The problem: Can you copy the rows below word for word, from the very first line through the line holding "[[438, 58]]", with both ends included?

═══ Excerpted data

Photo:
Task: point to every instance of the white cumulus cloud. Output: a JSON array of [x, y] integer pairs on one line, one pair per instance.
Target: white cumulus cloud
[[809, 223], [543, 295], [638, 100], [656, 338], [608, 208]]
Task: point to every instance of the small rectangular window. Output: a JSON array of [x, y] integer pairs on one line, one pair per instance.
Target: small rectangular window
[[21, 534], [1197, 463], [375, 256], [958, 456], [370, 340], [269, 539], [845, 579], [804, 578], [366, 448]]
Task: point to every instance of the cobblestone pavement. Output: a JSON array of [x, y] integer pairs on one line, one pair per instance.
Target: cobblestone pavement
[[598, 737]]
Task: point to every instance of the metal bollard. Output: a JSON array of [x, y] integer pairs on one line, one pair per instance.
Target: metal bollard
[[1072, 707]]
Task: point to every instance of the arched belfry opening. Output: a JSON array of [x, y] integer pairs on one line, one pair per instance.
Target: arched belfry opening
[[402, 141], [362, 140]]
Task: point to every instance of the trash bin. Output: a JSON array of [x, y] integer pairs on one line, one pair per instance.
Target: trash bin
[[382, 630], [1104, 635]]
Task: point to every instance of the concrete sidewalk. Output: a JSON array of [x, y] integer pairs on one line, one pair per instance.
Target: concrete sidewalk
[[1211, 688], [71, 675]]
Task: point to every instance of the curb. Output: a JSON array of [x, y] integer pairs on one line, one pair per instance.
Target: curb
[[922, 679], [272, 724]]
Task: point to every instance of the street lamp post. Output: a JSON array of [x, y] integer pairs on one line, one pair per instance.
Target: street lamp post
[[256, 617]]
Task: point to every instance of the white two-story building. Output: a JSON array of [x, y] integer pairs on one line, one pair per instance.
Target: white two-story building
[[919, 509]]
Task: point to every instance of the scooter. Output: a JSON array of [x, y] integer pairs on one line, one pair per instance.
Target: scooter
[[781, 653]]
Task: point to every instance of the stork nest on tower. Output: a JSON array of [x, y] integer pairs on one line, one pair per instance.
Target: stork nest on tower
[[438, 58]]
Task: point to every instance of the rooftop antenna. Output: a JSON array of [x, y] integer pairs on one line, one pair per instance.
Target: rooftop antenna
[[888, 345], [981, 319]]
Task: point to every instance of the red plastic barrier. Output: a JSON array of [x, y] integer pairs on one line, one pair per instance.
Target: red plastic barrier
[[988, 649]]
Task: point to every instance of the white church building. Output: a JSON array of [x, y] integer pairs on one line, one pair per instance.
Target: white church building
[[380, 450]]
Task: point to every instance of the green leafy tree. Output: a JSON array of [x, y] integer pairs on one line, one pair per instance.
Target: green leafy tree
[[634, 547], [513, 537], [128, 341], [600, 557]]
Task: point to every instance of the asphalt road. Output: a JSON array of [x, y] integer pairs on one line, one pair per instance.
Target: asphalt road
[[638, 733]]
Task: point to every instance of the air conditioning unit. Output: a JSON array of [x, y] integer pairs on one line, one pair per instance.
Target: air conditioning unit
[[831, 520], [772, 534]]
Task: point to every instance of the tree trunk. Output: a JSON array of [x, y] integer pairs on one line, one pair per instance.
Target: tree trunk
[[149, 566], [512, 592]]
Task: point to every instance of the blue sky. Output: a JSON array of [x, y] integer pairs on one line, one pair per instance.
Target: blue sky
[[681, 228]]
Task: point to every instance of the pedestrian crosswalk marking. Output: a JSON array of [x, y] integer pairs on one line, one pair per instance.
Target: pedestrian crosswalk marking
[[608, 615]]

══════

Result of the exercise:
Photo:
Task: point to every instance of the white cumulus cloud. Output: a JSON array of [x, y] integer pairs on one line, one pair per instance.
Target: white cumulus cloud
[[809, 223], [543, 295], [638, 100], [656, 338], [608, 208]]
Task: point to every instance of the small rectangular window. Output: a JSON array of [x, y] integer pairs on one line, one pair per instance.
Target: small rectangular window
[[21, 534], [1197, 463], [375, 256], [958, 456], [370, 340], [269, 539], [845, 579], [804, 578], [366, 448]]
Task: point to every instance of the cobblestone pavement. Output: a JSON array of [x, y] integer pairs on one line, one pair per instance.
Target: cobblestone pavement
[[598, 737]]
Task: point to every instance of the metal bollard. Output: a JSON array of [x, y] integer pairs on one line, one pair per instance.
Target: metal bollard
[[1072, 707]]
Task: point to every instance of the arched belfry opening. Output: a JSON array of [x, y] integer pairs on one line, one pair per instance.
Target: arched belfry opening
[[402, 141], [362, 140]]
Task: point to every instance of the trash bin. Output: a JSON array of [x, y] integer pairs on one line, one pair per instance.
Target: trash bin
[[382, 630], [1104, 635]]
Task: point to every instance of the concrete sidewalk. Output: a JSON array of [x, y] integer pairs on one line, one pair per instance.
Target: concrete sidewalk
[[1211, 688], [71, 675]]
Task: point to every instance of the curb. Output: a JSON array of [x, y] integer pairs on one line, one pair per instance.
Target: curb
[[922, 679], [272, 724]]
Task: point to every instance of the street lamp post. Output: a JSON array of [x, y] integer pairs on one line, one pair per instance.
Target: street lamp post
[[256, 617]]
Task: point to every instance of the white two-story building. Output: a JSON array of [x, y] integer pairs on one line, one pair per instance.
Target: white two-story building
[[919, 509]]
Task: point to every instance of the scooter. Output: a JSON array of [x, y] integer pairs on one line, one pair per instance.
Target: scooter
[[781, 653]]
Task: point to every instance of the stork nest on tower. Output: a JSON array of [x, y] integer pairs on one line, one pair per instance.
Target: stork nest on tower
[[438, 58]]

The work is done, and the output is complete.